The three countries also agreed at a meeting in Canberra last week to undertake a survey to map the ocean floor and procure more deep-sea search vehicles and other equipment to scour it, minister Hishammuddin Hussein told reporters in Kuala Lumpur.

"I have briefed the Malaysia cabinet yesterday on the outcome of the meeting and it has been deliberated. I now have the mandate to announce that the details of the transition phase have been approved by the Malaysian government," he said.

The Boeing 777 with 239 passengers and crew disappeared on March 8 during a scheduled service between Kuala Lumpur and Beijing, and is believed to have gone down in the Indian Ocean, off western Australia. About two-thirds of the passengers were Chinese nationals.

Australia would have responsibility for procuring new search assets from commercial contractors, Hishammuddin said, while Malaysia and China would assign additional equipment and services for the search.

Hishammuddin said he would discuss the possibility of more U.S. technical help with U.S. Defense Secretary Chuck Hagel at a summit in Singapore later this month.

Hishammuddin said it was vital to carry out the undersea bathymetric survey to map the new search area so that the expensive and scarce deep-sea autonomous vehicles and towed sonar scanners could be deployed safely.

"It is important the bathymetric survey and deep water search needs to be seamless," said Hishammuddin, who is also Defense minister.

The three governments would hold weekly video conferences to coordinate the search, starting on Monday.

=== Data extract ===

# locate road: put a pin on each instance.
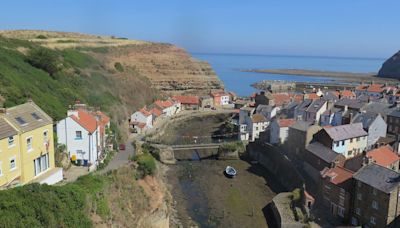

=== What the exercise asks ===
Pick up the news report on the search for the missing Boeing 777 after its final sentence and continue it.

=== Response to the exercise ===
SEARCH SETBACK

Based on groundbreaking analysis of satellite "pings" sent from the aircraft before it presumably crashed, searchers believed they knew the approximate position of wreckage of the plane some 1,550 km (960 miles) northwest of Perth. The search was further narrowed on the basis of acoustic signals believed to have come from the aircraft's black box recorders before their batteries ran out.

A massive search operation involving satellites, aircraft, ships and sophisticated underwater equipment capable of scouring the ocean floor has failed to turn up any trace of the plane.

The United States said in early May that it would only contribute its sophisticated Bluefin-21 underwater drone for one more month, placing pressure on Australia, China and Malaysia to find funding for the next phase of the search.

Officials have said that it could take a year to search the 60,000 sq km (23,000 sq mile) area where the plane is believed to have crashed, and questions about how to proceed and how to split the bill are growing.

The search hit a fresh snag on Thursday after it was found the Bluefin-21 drone at the heart of the operation had been damaged, forcing what could be another lengthy delay.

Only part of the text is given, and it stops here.